• [What you will do]
The whole listing needs to be returned exactly as it appears.

┄┄┄┄┄┄┄┄┄┄┄┄┄┄┄┄┄┄┄┄

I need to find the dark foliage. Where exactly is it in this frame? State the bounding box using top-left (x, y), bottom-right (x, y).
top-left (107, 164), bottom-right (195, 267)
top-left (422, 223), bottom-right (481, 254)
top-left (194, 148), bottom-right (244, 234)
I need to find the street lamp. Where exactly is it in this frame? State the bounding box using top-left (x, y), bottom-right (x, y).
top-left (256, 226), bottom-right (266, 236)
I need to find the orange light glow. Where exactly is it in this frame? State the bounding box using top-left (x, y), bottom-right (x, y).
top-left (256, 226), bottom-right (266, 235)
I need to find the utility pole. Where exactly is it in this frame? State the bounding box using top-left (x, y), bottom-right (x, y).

┄┄┄┄┄┄┄┄┄┄┄┄┄┄┄┄┄┄┄┄

• [Written solution]
I need to find the dark foliage. Where exactly is it in this frame? State the bounding box using top-left (x, y), bottom-right (x, y).
top-left (107, 164), bottom-right (195, 267)
top-left (422, 223), bottom-right (481, 254)
top-left (194, 148), bottom-right (244, 234)
I need to find the street lamp. Where exactly is it in this frame? State the bounding box using top-left (x, y), bottom-right (x, y).
top-left (256, 226), bottom-right (266, 236)
I need to find the orange light glow. Where exactly is it in this frame? State the bounding box using top-left (x, y), bottom-right (x, y).
top-left (256, 226), bottom-right (266, 235)
I need to find the utility pole. Where exactly is it in this frame? State the bounding box using top-left (x, y), bottom-right (x, y).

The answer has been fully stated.